**Brief**
Return each line below holding the string "military".

..............................

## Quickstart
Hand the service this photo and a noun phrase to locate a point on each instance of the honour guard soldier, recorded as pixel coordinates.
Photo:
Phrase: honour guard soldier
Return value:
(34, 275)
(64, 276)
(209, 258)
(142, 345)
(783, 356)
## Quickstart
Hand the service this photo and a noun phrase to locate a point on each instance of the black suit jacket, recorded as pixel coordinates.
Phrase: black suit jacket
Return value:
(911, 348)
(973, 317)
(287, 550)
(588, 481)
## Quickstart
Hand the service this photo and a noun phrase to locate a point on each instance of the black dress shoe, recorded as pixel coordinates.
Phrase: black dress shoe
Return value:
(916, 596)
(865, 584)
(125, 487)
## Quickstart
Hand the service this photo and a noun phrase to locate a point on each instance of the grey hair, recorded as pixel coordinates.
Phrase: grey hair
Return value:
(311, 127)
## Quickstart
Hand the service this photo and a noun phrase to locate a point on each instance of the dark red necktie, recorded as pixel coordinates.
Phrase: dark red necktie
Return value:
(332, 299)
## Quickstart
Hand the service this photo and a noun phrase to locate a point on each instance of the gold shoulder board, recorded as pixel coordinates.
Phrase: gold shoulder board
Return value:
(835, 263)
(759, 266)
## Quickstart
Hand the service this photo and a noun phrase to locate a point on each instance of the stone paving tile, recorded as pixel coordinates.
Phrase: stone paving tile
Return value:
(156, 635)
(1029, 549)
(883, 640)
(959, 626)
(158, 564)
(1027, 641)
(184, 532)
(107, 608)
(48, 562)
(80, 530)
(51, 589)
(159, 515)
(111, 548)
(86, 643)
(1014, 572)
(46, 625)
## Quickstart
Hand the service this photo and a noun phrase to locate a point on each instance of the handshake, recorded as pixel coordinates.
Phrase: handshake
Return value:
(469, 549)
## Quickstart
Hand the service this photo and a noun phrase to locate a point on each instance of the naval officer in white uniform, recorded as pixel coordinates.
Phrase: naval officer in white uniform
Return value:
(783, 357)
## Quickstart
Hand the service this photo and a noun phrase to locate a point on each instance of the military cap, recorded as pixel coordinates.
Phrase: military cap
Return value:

..............................

**Output of the exercise**
Hand the service this photo and a noun phrase to locate a point on each instance of the military cap, recorded as pixel coordinates.
Phrase: military cap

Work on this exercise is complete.